Extract
──────────

Cecelia didn’t nurse any differently but I was only pumping half of what I could before it hit me. Luckily I had 150 oz of frozen milk remaining because my supply never did return….at least not for the pump. She continued to nurse but I believe this was the time she would only nurse on the right side. Good old righty always was her favorite;)
I gradually used my frozen stash to make bottles for daycare. I stopped pumping all together shortly after ten months because it was just too depressing to see next-to-nothing coming out after all of that effort to set up the pump. We started mixing in a bit of whole milk into breast milk bottles after eleven months and after one year, we started giving all whole milk in bottles. Then sippy cups a few weeks later. All of those transitions went so smoothly and I frequently thanked God for that amazing freezer stash in my in-laws deep freezer. Without it I would have had to buy and mix formula for two months, which would have been doable but annoying. And expensive compared to the free breast milk I had instead. Plus I didn’t want to have to transition her from breast milk to formula to cow’s milk all within a few months. My girl was so picky about how her method of getting milk–she hated bottles, then hated frozen stuff for awhile, she had to have the temperature exactly right, and then she would randomly give Lori a hard time with bottles even months later. I had a bad feeling that she might even refuse a formula bottle and wanted to skip it if possible. But I would have done it if I didn’t have a freezer stash for if my supply tanked earlier than 10-ish months.

──────────

[Records from a dataset]
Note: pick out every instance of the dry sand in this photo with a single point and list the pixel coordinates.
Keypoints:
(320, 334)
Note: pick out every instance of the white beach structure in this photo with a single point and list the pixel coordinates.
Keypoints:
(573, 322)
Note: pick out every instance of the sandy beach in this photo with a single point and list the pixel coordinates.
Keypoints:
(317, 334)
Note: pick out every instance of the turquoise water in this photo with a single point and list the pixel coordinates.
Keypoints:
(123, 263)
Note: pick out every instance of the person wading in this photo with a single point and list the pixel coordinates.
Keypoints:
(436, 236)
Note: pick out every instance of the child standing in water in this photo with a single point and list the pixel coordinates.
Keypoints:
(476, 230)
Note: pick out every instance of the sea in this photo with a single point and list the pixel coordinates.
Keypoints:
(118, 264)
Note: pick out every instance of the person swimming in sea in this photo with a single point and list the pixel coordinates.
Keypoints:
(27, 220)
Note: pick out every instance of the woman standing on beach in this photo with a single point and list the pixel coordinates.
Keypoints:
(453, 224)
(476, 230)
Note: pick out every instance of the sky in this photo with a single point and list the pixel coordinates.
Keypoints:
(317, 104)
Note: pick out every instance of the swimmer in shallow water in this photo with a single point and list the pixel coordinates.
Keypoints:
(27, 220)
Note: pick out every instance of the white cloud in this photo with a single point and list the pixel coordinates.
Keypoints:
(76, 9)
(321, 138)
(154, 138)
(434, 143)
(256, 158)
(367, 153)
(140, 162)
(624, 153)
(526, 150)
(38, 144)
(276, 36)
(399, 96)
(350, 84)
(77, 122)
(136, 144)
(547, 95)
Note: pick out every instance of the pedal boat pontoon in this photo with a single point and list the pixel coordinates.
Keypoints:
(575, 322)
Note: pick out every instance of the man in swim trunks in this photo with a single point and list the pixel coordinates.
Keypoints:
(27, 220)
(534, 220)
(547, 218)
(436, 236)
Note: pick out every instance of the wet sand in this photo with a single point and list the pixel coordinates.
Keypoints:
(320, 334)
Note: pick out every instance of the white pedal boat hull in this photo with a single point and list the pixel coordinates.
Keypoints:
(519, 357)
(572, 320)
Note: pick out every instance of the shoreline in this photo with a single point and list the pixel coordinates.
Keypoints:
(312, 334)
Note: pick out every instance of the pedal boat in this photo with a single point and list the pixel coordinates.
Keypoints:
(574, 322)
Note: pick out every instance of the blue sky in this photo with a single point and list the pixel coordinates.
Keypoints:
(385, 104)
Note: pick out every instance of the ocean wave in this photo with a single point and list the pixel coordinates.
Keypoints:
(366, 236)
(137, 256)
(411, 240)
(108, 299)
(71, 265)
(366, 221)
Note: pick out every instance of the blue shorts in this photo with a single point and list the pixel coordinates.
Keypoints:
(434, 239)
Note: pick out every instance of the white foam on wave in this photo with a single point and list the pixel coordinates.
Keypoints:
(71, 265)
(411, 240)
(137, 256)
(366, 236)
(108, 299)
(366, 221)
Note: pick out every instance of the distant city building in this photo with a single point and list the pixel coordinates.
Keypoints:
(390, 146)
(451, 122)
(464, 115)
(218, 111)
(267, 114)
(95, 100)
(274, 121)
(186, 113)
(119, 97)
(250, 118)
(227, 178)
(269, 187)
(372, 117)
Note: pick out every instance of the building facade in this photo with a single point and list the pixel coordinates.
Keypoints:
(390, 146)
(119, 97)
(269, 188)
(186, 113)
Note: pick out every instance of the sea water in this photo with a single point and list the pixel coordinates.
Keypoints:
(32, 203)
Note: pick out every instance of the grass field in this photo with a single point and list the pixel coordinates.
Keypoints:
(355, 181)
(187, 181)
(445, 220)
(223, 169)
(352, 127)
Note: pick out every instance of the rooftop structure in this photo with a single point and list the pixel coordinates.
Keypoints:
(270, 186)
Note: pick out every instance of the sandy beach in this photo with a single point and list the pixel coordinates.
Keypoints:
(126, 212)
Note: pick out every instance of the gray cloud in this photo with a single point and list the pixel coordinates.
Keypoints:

──────────

Problem details
Return the passage of the pumping text that starts at "Cecelia didn’t nurse" and ends at "was her favorite;)", copied word for word.

Response to this exercise
Cecelia didn’t nurse any differently but I was only pumping half of what I could before it hit me. Luckily I had 150 oz of frozen milk remaining because my supply never did return….at least not for the pump. She continued to nurse but I believe this was the time she would only nurse on the right side. Good old righty always was her favorite;)